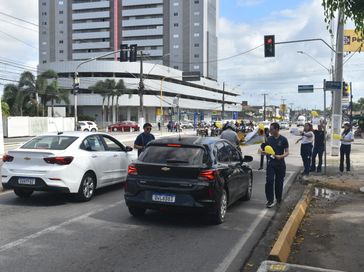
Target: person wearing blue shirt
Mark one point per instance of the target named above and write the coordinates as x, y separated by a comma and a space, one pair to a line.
347, 138
276, 168
144, 138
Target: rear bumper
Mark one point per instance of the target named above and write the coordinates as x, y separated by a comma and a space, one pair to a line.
40, 185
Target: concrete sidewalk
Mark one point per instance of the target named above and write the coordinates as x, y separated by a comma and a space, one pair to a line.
332, 234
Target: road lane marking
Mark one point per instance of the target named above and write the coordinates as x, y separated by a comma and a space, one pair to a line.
224, 265
55, 227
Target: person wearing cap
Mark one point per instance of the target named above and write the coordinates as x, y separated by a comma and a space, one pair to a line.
306, 147
276, 167
347, 138
144, 138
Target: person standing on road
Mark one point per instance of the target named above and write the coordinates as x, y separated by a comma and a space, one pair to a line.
266, 135
306, 147
230, 135
318, 148
144, 138
347, 138
276, 168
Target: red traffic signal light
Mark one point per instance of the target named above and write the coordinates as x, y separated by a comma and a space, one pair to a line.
269, 46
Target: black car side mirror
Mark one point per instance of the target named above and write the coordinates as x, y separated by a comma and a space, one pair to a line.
128, 148
247, 159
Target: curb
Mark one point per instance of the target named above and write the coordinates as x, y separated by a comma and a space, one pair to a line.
282, 247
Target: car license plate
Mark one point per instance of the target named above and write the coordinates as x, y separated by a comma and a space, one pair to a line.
26, 181
164, 198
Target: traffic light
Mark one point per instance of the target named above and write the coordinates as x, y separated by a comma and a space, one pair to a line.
269, 46
346, 90
124, 52
133, 52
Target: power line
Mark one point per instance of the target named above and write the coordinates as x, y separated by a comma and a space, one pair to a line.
19, 19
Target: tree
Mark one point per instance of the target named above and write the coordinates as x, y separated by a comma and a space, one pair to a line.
352, 9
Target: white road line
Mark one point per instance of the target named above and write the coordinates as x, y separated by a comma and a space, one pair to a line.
224, 265
55, 227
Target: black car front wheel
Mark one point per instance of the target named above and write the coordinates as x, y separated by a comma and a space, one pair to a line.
219, 214
136, 211
23, 193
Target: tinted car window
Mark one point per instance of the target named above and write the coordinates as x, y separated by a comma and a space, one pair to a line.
92, 143
166, 154
112, 145
49, 142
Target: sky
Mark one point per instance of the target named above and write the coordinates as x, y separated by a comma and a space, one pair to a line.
241, 27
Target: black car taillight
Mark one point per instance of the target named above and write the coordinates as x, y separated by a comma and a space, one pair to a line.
59, 160
207, 175
132, 170
7, 158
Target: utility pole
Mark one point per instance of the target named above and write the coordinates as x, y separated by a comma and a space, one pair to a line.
264, 113
337, 110
223, 102
141, 92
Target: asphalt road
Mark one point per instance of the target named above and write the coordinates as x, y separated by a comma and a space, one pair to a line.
51, 232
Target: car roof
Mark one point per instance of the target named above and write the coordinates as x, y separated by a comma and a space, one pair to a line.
189, 140
72, 133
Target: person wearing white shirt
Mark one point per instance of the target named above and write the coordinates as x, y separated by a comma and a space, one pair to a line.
347, 138
306, 147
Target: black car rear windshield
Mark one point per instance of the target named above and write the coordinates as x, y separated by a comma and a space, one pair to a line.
173, 154
50, 142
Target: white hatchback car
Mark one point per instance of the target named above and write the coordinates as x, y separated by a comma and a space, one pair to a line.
70, 162
87, 126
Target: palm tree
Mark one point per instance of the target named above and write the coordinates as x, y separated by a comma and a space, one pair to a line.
33, 86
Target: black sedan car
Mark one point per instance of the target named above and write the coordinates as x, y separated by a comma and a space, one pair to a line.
197, 173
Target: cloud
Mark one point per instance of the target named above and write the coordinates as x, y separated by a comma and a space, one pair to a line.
249, 3
280, 76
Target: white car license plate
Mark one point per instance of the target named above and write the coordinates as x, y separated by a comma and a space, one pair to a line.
164, 198
26, 181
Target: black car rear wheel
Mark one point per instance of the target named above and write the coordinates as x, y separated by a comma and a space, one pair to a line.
136, 211
218, 216
23, 193
248, 194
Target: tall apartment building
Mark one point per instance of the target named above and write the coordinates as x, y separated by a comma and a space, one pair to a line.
177, 33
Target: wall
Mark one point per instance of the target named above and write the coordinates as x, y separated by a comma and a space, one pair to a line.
16, 126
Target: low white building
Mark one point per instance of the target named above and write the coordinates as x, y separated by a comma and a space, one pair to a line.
198, 100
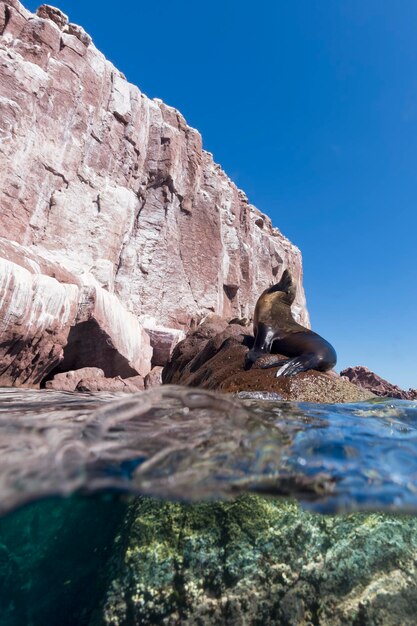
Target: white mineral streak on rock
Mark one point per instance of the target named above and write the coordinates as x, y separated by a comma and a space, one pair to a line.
97, 178
163, 340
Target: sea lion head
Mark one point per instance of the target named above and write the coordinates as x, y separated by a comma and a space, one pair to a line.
271, 305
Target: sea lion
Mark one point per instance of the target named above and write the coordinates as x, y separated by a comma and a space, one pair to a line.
276, 329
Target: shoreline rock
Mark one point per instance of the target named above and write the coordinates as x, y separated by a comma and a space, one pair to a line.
212, 357
366, 379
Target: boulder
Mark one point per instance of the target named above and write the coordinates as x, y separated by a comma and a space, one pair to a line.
127, 385
366, 379
213, 356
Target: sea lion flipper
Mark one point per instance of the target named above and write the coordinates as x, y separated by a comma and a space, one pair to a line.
268, 364
298, 364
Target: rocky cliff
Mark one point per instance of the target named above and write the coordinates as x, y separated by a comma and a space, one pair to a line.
113, 217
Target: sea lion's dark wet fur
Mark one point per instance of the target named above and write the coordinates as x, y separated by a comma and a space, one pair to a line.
275, 328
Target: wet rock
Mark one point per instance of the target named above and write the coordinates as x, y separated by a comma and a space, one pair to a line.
257, 561
213, 356
366, 379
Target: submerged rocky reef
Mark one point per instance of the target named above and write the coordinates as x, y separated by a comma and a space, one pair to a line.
258, 561
253, 561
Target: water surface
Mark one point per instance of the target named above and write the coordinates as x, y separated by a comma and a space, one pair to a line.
189, 445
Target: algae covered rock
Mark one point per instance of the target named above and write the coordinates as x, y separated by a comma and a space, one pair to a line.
255, 561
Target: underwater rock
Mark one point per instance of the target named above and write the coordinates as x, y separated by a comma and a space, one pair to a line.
163, 227
366, 379
257, 561
213, 356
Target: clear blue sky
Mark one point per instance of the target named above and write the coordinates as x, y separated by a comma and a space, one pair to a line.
311, 108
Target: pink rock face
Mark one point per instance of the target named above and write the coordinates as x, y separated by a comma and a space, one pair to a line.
365, 378
52, 320
67, 381
115, 197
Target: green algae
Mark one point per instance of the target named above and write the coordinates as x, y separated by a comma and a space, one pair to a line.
252, 561
259, 561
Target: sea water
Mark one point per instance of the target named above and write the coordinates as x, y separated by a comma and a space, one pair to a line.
179, 505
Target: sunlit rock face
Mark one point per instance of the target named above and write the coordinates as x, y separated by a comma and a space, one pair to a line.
51, 320
213, 357
97, 179
366, 379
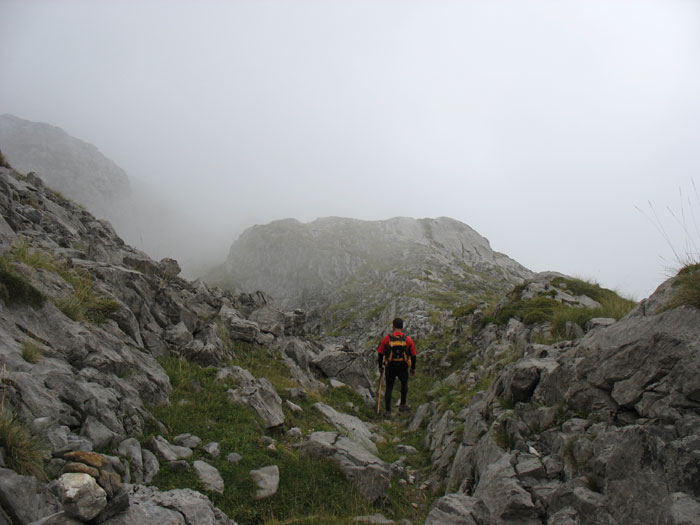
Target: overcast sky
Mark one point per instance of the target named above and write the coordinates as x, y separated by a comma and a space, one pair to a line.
541, 124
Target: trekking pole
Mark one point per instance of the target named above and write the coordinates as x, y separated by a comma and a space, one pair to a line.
379, 396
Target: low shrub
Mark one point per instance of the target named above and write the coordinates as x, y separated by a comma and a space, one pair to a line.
687, 284
15, 289
31, 352
24, 451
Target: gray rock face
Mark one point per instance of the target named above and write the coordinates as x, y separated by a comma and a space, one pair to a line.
349, 425
267, 480
371, 475
458, 509
75, 168
599, 430
260, 395
349, 367
160, 446
81, 496
305, 264
24, 499
181, 507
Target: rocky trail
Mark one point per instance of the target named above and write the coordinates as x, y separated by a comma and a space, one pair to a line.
140, 397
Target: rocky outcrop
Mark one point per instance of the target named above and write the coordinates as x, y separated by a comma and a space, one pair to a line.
73, 167
371, 475
84, 319
601, 429
355, 276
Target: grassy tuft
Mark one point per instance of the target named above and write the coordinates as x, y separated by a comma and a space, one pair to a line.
3, 162
31, 352
687, 284
311, 490
545, 309
24, 451
83, 304
14, 289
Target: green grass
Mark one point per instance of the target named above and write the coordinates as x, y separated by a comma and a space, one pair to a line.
31, 352
23, 450
311, 490
15, 289
84, 304
3, 162
545, 309
687, 285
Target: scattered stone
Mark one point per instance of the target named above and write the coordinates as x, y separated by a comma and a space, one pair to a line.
267, 479
293, 406
209, 476
261, 396
160, 446
406, 449
371, 475
187, 440
234, 457
350, 425
213, 449
294, 433
376, 519
81, 496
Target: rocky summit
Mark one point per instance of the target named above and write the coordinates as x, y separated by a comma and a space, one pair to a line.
69, 165
129, 395
361, 273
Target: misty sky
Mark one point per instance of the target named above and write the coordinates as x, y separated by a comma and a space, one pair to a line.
541, 124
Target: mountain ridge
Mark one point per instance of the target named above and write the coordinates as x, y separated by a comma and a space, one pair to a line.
306, 264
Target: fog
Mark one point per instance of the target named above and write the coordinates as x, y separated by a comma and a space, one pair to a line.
544, 125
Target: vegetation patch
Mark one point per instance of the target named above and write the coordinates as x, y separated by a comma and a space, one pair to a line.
311, 490
687, 284
15, 289
545, 309
31, 352
24, 450
84, 304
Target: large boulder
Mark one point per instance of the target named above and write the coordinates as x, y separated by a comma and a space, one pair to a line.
370, 475
261, 396
350, 426
349, 367
81, 496
24, 499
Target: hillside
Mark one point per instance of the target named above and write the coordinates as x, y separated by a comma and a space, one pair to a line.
74, 167
360, 274
133, 396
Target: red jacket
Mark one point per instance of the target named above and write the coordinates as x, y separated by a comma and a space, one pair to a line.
410, 345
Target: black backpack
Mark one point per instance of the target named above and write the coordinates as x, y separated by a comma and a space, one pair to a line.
398, 349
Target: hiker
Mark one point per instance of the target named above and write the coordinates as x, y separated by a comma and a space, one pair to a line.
396, 353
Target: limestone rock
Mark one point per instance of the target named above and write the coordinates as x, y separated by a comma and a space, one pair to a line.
371, 475
81, 496
177, 507
160, 446
349, 425
24, 499
267, 479
348, 367
458, 509
187, 440
209, 476
261, 396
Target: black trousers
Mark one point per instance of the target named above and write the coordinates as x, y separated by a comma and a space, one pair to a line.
394, 371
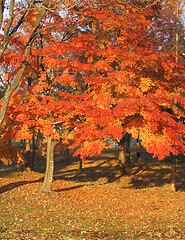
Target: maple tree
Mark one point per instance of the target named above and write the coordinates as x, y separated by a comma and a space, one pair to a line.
104, 78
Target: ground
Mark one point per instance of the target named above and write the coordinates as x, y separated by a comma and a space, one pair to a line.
97, 203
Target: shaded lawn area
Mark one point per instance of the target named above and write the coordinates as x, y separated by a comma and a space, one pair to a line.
98, 203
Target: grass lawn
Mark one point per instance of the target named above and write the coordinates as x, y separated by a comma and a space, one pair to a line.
97, 203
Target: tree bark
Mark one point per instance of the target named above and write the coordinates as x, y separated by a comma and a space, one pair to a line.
48, 178
173, 174
122, 159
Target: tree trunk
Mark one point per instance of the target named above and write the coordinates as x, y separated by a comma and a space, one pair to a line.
48, 179
127, 147
33, 154
173, 173
122, 155
27, 156
80, 165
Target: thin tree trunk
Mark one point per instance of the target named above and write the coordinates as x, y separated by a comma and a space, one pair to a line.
80, 165
173, 174
127, 147
28, 156
122, 155
33, 154
48, 179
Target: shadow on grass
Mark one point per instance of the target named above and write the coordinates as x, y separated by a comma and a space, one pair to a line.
68, 189
145, 173
11, 186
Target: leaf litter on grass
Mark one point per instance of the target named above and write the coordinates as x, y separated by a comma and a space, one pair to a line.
79, 209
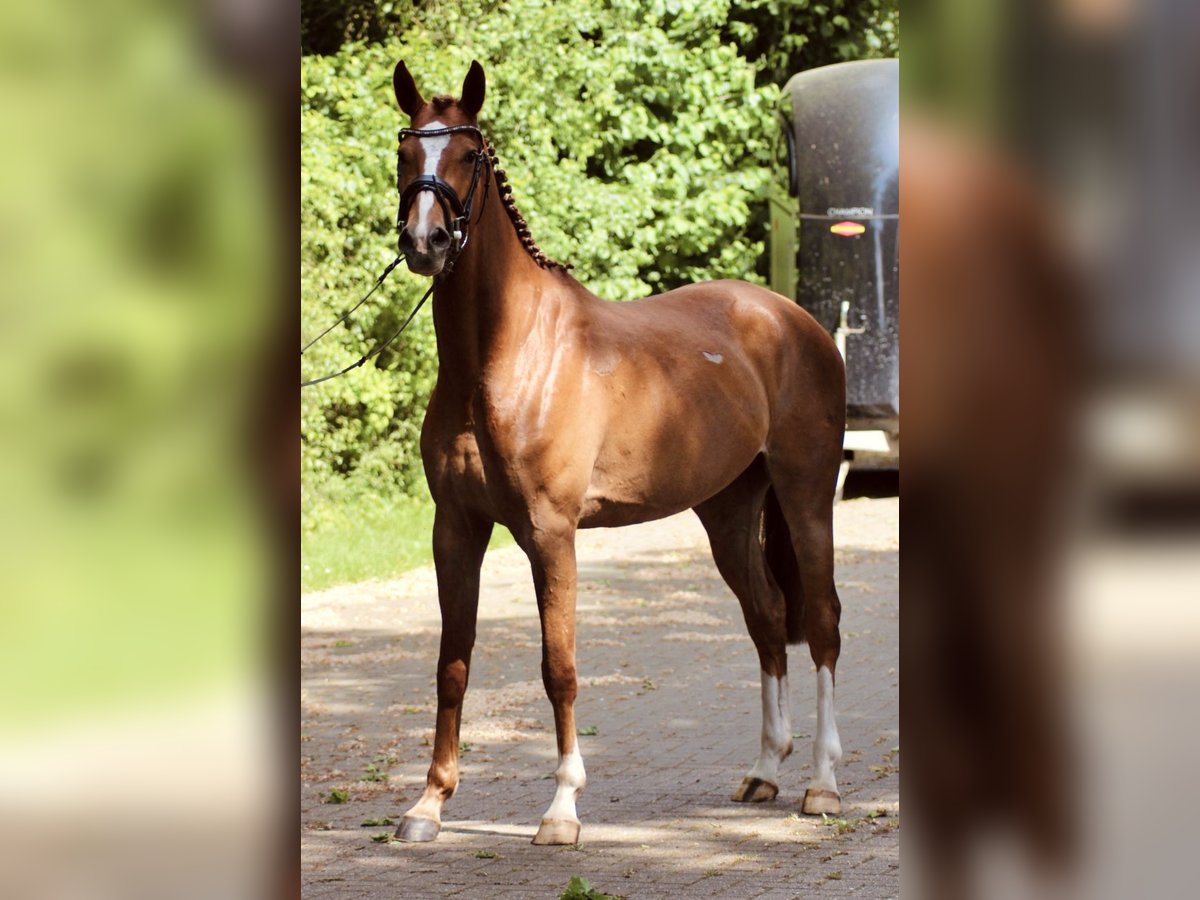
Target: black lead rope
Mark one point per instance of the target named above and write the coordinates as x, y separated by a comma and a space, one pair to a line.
378, 347
342, 318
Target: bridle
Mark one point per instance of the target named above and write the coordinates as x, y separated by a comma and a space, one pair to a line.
455, 209
457, 219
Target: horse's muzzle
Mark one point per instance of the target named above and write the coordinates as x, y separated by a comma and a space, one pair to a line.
425, 255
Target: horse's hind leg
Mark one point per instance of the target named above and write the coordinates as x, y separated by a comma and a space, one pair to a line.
732, 520
459, 545
805, 497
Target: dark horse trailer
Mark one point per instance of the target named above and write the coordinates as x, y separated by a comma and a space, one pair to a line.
835, 234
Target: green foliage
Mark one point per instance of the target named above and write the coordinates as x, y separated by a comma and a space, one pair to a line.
786, 36
636, 137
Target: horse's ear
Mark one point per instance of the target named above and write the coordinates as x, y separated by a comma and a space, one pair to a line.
473, 88
407, 95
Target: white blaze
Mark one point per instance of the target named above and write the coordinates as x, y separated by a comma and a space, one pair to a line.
777, 729
433, 148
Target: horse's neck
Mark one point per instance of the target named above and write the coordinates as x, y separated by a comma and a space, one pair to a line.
490, 299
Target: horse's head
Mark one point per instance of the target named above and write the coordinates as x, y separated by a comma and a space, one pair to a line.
437, 174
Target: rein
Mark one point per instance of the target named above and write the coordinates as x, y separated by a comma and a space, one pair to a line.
457, 216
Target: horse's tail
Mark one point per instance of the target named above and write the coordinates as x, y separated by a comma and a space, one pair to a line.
784, 568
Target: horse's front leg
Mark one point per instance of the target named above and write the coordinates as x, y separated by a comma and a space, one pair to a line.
552, 557
459, 545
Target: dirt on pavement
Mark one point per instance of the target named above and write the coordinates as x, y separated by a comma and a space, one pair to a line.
669, 713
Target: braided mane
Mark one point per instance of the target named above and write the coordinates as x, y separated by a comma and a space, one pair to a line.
510, 207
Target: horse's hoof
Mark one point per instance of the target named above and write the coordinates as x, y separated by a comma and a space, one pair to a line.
557, 831
418, 831
755, 790
817, 801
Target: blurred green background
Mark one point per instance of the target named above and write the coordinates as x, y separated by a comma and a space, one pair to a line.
139, 281
636, 137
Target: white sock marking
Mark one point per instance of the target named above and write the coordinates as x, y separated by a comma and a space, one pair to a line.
571, 778
827, 745
777, 729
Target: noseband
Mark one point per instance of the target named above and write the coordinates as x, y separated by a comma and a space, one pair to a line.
455, 209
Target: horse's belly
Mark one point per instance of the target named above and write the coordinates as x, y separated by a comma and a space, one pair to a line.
641, 490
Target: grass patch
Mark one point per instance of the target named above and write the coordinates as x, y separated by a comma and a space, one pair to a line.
354, 538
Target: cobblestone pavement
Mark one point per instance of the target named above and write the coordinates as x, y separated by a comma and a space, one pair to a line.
669, 683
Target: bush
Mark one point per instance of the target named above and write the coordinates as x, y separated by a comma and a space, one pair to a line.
637, 144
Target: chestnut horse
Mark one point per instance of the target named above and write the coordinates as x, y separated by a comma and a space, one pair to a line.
556, 411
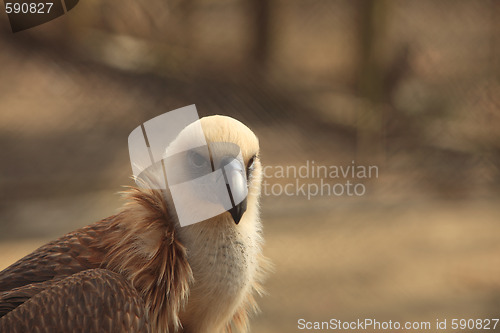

____

EXERCISE GOAL -> Find every line in the items above that contains the string "rocky" and copy each one in full. Match case exactly.

SOLVED PROBLEM ->
Target: rocky cliff
Target: submerged rocky reef
Target: rocky trail
Target: rocky outcrop
Target: rocky summit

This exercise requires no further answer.